• [Aim of the exercise]: Restate the records in full, so that each line matches the original exactly.

[Region pointing data]
=-=-=
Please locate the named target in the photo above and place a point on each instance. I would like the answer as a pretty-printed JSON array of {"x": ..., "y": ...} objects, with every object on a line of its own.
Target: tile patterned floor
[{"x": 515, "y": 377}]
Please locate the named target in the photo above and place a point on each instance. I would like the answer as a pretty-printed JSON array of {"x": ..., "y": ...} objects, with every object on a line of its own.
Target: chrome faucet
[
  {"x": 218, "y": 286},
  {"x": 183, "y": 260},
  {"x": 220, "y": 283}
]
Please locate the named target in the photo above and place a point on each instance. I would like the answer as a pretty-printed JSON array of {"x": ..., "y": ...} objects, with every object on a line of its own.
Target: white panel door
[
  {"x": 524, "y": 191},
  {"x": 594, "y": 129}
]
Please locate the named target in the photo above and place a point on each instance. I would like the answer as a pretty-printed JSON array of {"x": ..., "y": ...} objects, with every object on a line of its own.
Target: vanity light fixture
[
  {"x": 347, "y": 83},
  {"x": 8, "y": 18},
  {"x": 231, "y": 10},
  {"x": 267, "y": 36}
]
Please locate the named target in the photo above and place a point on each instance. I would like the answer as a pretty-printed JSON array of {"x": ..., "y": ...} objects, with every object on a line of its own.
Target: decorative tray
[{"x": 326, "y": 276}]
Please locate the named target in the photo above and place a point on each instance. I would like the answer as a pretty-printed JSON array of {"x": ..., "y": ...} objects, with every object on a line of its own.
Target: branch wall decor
=-=-=
• [Reply to the exercise]:
Please locate the named target in the photo above and place a point on each instance. I would like the answer as a pretty-printed JSON array of {"x": ..., "y": ...} objects, with every object on a line of its own.
Target: tile patterned floor
[{"x": 515, "y": 377}]
Please locate the named target in the photo above and place a point on each instance. I would like the answer as a pretty-printed JSON array of {"x": ..., "y": ...} objects, with every object on a line of its own.
Target: chrome faucet
[
  {"x": 218, "y": 286},
  {"x": 183, "y": 260},
  {"x": 220, "y": 283}
]
Please locate the named target in the photo above and place a point on each instance. I would like the answer as a pretty-printed JSON array of {"x": ..., "y": ...} objects, with every object on a line of its own.
Target: white panel door
[
  {"x": 524, "y": 191},
  {"x": 594, "y": 129}
]
Please locate the named target in the photo above and place a point on each instance. I would like the answer as a pretty-printed JSON array of {"x": ..., "y": ...} objects, with every object on a line of its own.
Target: vanity light fixture
[
  {"x": 347, "y": 83},
  {"x": 8, "y": 18},
  {"x": 231, "y": 10},
  {"x": 267, "y": 36}
]
Please locate the named target in the photo above and place a point on each instance. I would like the answer as a pretty-printed JSON array of {"x": ..., "y": ...} objects, with every object on a line of its own.
Target: decorative tray
[{"x": 326, "y": 276}]
Please locate the named target in the photo above and place a point on each instance. I would like the answer as a pretty-printed JSON array of {"x": ..., "y": ...} objects, with every object on a line of its own.
Target: branch wall decor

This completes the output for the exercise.